(Entries from a pointing dataset)
——

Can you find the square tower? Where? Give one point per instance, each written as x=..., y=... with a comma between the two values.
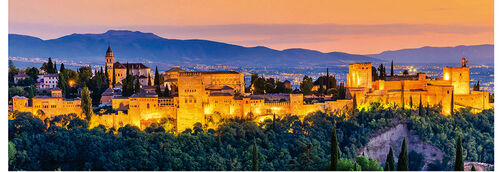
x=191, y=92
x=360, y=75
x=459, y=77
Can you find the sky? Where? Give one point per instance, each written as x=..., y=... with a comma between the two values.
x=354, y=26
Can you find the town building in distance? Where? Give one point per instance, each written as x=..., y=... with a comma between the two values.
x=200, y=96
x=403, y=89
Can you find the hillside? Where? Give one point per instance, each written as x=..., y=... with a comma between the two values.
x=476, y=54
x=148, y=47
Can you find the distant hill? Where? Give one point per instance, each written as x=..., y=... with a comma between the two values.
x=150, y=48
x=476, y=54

——

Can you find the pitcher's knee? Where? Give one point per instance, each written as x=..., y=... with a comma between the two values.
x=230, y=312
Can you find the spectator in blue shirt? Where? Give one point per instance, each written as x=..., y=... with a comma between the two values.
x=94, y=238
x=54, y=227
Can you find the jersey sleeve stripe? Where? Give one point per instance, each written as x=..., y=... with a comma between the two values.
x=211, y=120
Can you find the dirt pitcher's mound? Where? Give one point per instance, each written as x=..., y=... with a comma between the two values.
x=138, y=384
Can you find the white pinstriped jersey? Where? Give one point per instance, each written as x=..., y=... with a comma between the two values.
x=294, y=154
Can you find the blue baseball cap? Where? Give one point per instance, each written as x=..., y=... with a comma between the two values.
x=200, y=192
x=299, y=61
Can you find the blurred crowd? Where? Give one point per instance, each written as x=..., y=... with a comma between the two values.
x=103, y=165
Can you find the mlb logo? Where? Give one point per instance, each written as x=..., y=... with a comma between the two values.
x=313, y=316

——

• Exercise task: From the records above, list every line that contains the word "jersey", copying each line in full.

• Expected answer:
Can you find the jersey sleeve stripe? Where? Give one point per instance, each written as x=..., y=... with a comma between the two values.
Can you find the white pinstriped jersey? Where? Give one point per instance, each written as x=..., y=... with a comma between the two values.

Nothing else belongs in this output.